▶ **WHAT IS NEEDED**
Please copy the data below, substituting "Answer" for each "Respond" and keeping everything else unchanged.

▶ **Entries for bounding-box labeling**

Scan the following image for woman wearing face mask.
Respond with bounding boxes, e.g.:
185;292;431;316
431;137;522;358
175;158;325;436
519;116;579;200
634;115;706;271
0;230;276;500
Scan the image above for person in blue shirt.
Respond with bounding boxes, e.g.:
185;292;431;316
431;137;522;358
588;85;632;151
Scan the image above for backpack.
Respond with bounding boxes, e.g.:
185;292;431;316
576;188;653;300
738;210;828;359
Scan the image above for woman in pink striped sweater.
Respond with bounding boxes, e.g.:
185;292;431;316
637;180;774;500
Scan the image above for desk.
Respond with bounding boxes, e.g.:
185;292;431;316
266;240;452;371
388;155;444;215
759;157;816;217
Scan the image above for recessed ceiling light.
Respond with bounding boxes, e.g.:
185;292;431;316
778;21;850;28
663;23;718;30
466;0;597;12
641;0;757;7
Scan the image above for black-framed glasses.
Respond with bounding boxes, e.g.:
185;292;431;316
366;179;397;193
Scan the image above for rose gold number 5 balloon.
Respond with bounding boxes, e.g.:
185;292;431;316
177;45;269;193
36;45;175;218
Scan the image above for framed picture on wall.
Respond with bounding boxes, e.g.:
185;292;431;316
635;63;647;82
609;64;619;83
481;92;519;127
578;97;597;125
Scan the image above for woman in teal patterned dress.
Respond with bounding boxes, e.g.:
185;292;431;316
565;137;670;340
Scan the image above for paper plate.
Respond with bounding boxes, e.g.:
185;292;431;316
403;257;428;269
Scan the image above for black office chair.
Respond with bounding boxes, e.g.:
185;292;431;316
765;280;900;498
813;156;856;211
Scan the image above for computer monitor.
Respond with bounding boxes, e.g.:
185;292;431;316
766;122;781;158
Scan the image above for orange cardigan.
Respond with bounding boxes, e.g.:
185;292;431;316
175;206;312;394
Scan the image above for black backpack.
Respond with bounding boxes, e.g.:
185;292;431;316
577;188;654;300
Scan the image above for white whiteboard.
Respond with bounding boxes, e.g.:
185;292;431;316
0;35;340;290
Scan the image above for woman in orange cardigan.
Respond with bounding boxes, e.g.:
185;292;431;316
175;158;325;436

▶ **RESULT**
Scan the following image for woman wearing face mask.
Answer with bounding boxes, e.g.:
185;292;431;316
431;137;522;358
175;158;325;436
519;116;579;200
634;115;706;271
0;230;276;500
Scan the image above for person in blue shirt.
Answer with bounding boxes, e.g.:
185;292;431;316
431;137;522;358
588;85;632;151
Scan the image above for backpack.
Answer with bounding boxes, e.g.:
185;292;431;316
576;188;653;300
738;210;828;359
Scan the image above for woman in pink striped sweater.
Answer with bounding boxes, e.g.:
185;292;431;316
637;180;774;500
Scan the image above for desk.
Answer with bounding boxes, e.g.:
185;292;431;316
266;240;452;371
388;155;444;215
759;157;816;217
Scan the image above for recessed ceiling light.
Answer with bounding boxes, e.g.:
185;292;431;316
778;21;850;28
663;23;718;30
466;0;597;12
641;0;757;7
Scan the image above for black-framed glasses.
Answer with bounding boxes, e.g.:
185;292;431;316
366;179;397;193
Scan the image above for rose gold number 5 balloon.
Answer with bounding boxes, e.g.:
185;292;431;316
177;45;269;193
36;45;175;218
Scan the image above for framed picture on wall.
Answer with bounding boxes, e.g.:
185;292;431;316
635;63;647;82
609;64;619;83
481;92;519;127
578;97;597;125
Scan the image above for woman in teal patterned dress.
Answer with bounding boxes, e.g.:
185;292;431;316
565;137;670;340
Scan the image above for paper plate.
Answer with bounding boxes, e.g.:
185;292;431;316
403;257;428;269
Scan the image above for black office chair.
Answer with bounding boxes, e.g.:
185;292;431;316
765;280;900;498
813;156;856;211
Scan the image above for computer monitor.
Answer with bounding boxes, e.g.:
185;292;431;316
766;122;781;158
Scan the image above for orange cardigan.
Answer with bounding boxes, e.g.:
185;292;431;316
175;206;312;394
Scan the image above for black backpack.
Answer with bounding boxes, e.g.:
185;292;431;316
577;188;654;300
Scan the image above for white whiteboard.
Answer with bounding boxes, e.g.:
185;292;431;316
0;35;340;290
Scan the image above for woman in orange cardigan.
Answer with bounding boxes, e.g.:
185;292;431;316
175;158;325;436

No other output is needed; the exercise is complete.